WHAT IS NEEDED »
Below is a block of entries, which should be copied verbatim apart from the pictures.

[Saved entries]
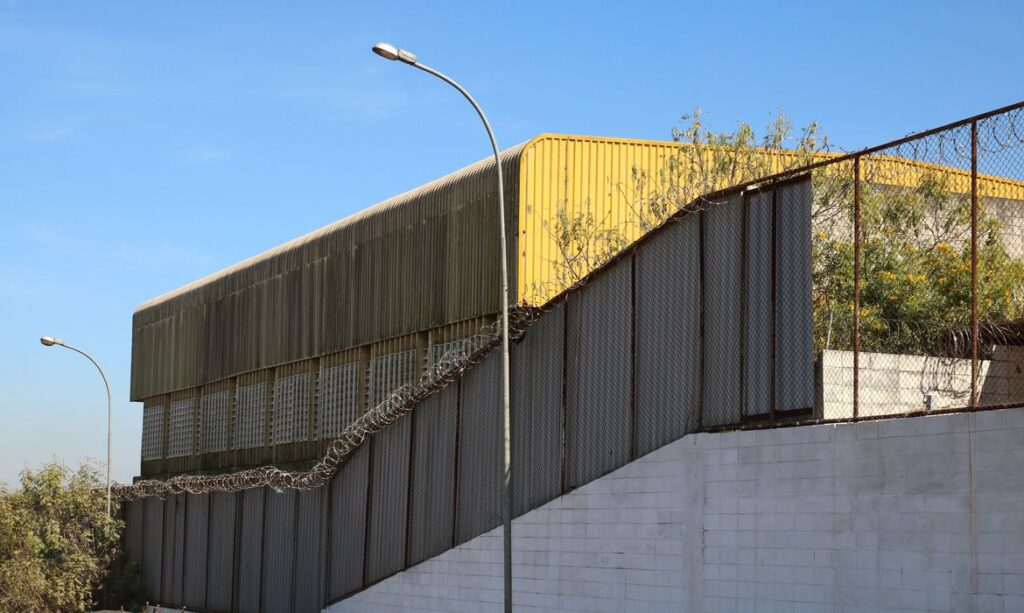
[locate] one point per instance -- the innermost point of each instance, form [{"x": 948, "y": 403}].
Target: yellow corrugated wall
[
  {"x": 596, "y": 175},
  {"x": 583, "y": 174}
]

ANSWER AREA »
[locate] one point per instance -- the innermost point of each instance, form [{"x": 948, "y": 403}].
Target: yellow corrugated wall
[
  {"x": 596, "y": 175},
  {"x": 583, "y": 174}
]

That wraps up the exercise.